Information given
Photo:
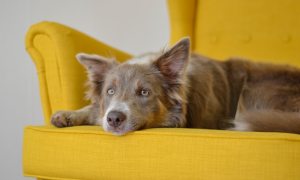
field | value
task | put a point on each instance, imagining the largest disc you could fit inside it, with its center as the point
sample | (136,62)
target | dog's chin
(119,131)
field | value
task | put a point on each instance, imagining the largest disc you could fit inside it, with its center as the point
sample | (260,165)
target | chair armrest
(53,47)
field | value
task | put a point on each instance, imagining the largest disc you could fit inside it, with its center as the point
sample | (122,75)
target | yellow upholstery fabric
(89,153)
(257,29)
(263,30)
(53,47)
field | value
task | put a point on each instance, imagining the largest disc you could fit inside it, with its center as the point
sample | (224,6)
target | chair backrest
(262,30)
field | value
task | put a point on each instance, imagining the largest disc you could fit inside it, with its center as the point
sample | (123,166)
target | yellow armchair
(258,29)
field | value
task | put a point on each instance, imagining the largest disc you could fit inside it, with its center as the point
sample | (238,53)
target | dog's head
(143,92)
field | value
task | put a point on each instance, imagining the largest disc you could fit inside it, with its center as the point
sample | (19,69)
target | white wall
(133,25)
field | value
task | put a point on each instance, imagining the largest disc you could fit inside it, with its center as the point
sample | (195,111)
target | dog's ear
(97,66)
(172,63)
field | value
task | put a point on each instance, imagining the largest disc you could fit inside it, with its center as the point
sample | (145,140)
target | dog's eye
(111,91)
(145,92)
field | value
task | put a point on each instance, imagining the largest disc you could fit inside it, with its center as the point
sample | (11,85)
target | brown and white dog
(177,89)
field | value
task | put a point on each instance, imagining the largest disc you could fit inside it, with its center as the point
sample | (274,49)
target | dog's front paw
(63,119)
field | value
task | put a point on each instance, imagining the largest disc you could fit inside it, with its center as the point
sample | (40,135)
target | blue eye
(111,91)
(145,92)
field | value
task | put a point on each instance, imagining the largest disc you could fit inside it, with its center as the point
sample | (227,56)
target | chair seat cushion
(87,152)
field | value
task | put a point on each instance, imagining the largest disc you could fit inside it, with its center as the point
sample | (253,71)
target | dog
(175,88)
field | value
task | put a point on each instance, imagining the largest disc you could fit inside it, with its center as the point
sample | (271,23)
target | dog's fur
(177,89)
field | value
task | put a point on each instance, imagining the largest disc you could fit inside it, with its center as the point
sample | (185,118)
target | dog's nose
(115,118)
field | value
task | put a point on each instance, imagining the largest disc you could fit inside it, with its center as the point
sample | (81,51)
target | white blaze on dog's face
(138,94)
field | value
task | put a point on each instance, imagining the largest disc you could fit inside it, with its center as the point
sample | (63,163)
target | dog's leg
(84,116)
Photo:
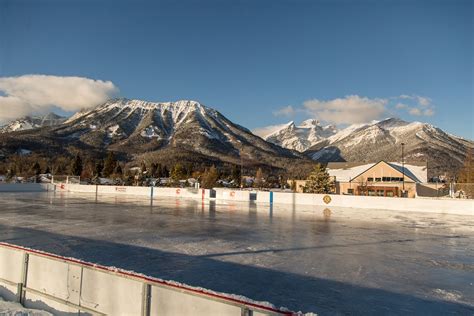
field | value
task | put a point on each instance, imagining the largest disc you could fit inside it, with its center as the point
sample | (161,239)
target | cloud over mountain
(39,94)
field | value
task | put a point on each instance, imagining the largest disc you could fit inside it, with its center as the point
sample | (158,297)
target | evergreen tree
(293,185)
(118,171)
(159,171)
(178,172)
(465,181)
(235,175)
(76,167)
(259,178)
(209,178)
(143,168)
(319,181)
(154,170)
(99,165)
(109,165)
(36,168)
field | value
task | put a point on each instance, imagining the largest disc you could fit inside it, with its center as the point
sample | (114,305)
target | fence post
(24,273)
(146,298)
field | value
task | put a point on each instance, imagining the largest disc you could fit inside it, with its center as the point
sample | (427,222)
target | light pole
(403,169)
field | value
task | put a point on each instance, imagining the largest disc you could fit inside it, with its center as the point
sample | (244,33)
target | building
(378,179)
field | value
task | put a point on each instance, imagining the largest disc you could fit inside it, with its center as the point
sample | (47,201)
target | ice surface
(328,261)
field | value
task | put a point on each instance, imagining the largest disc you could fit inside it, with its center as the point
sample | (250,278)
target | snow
(300,137)
(150,132)
(325,260)
(113,130)
(15,309)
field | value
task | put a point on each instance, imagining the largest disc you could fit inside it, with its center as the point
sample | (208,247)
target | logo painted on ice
(327,199)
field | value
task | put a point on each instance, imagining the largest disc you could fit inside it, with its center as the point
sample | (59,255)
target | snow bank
(15,309)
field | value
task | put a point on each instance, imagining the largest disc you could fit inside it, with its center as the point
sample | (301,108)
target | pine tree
(118,171)
(36,168)
(259,178)
(153,170)
(209,178)
(76,167)
(178,172)
(109,165)
(465,178)
(99,166)
(319,181)
(235,175)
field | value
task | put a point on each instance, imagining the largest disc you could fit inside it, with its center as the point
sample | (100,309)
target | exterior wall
(344,187)
(380,170)
(66,286)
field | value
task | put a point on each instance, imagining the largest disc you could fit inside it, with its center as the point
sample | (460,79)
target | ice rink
(328,261)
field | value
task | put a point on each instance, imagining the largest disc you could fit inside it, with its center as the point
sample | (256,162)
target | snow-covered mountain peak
(309,123)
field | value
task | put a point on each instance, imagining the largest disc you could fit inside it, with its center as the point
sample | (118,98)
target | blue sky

Your goal
Filter the records above down to the lines containing the string "tree", and copy each of those lines.

Response below
target | evergreen tree
target | pine tree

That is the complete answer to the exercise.